Text section:
* BEGIN *

Watching CPL Codechef January 2021 solution || Watching CPL codechef problem editorial 2021-

Problem statement-

Get excited, folks, because it is time for the final match of Codechef Premier League (CPL)!

Mike and Tracy also want to watch the grand finale, but unfortunately, they could not get tickets to the match. However, Mike is not someone who gives up so easily — he has a plan to watch the match.

The field where the match is played is surrounded by a wall with height $K$. Outside, there are $N$ boxes (numbered $1$ through $N$). For each valid $i$, the $i$-th box has a height ${H}_{i}$.

Mike wants to take some boxes and stack them on top of each other to build two towers. The height of each tower is the sum of heights of all the boxes that form it. Of course, no box may be in both towers. The height of each tower should be at least $K$. Then Mike can climb on top of one tower and Tracy on top of the other, and they can watch the match uninterrupted!

* END *

Required task: Name each letter symbol that the problem statement uses for a quantity, and say what each one stands for.

Material:
* BEGIN *

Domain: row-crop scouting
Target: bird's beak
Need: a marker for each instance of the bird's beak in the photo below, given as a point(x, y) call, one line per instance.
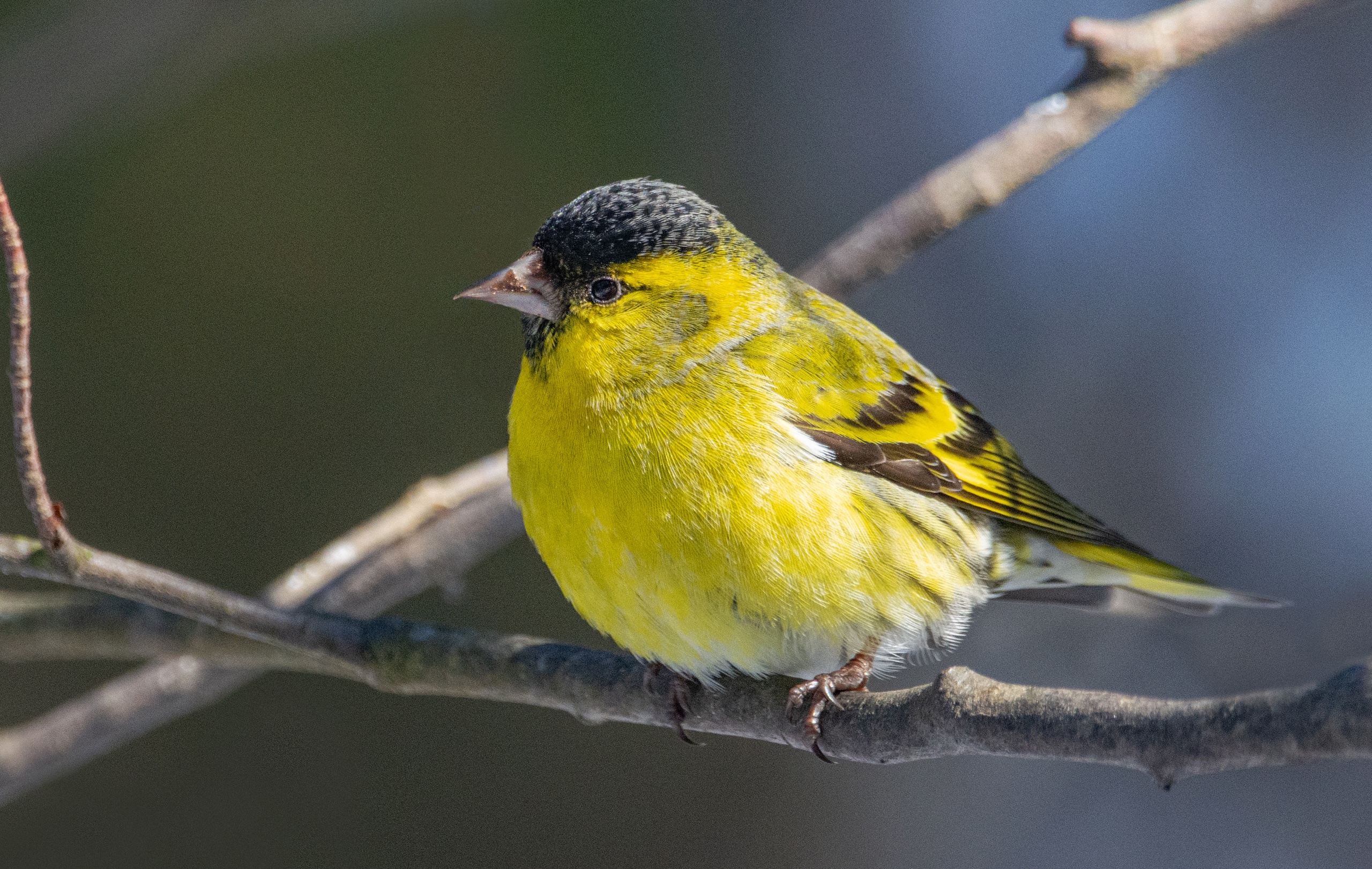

* END *

Solution to the problem:
- K: the height of the wall around the field
- N: the number of boxes outside
- Hᵢ: the height of the i-th box